**Passage shown**
* BEGIN *

Furthermore, 60% of it comes from Asia. 

Across the ASEAN region, we can see waste and plastic polluting beaches, the ocean, and delicate ecosystems like coral reefs, as well as harming marine animals who frequently mistake it for food.

Plastic also takes hundreds of years to degrade, breaking down into tiny particles that mix into seawater and are difficult to filter out. These so-called microplastics affect life all along the food chain, and eventually wind up inside of the humans who consume them as seafood.

According to one study, Viet Nam, Thailand, Indonesia, and the Philippines are four of the largest contributors of marine plastics. They are major importers, producers, and consumers of plastic, and possess limited waste management systems leading to the leakage of plastics into the environment.


EPPIC is embarking on a 2.5-year journey to identify and scale up the most promising new solutions in the ASEAN region to address this growing problem, with a particular focus on four of the top offenders: Indonesia, the Philippines, Thailand, and Viet Nam.

* END *

**Data section**
* BEGIN *

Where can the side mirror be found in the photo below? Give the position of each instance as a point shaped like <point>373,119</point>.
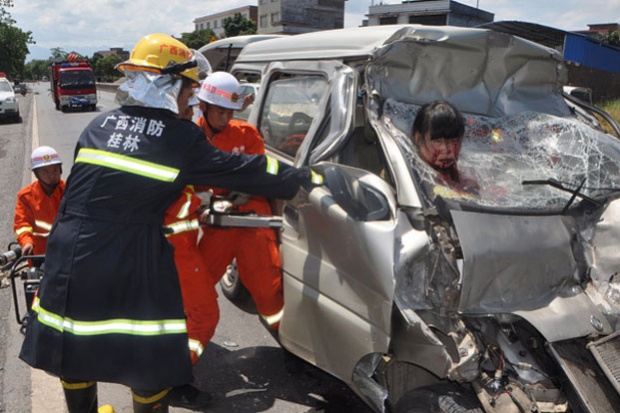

* END *

**Tasks and exercises**
1. From the passage on plastic pollution, transcribe the part that begins at the words "EPPIC is embarking" and ends after the words "and Viet Nam.".
2. In the passage on plastic pollution, how long is the journey EPPIC is embarking on?

**Responses**
1.
EPPIC is embarking on a 2.5-year journey to identify and scale up the most promising new solutions in the ASEAN region to address this growing problem, with a particular focus on four of the top offenders: Indonesia, the Philippines, Thailand, and Viet Nam.

2. 2.5 years.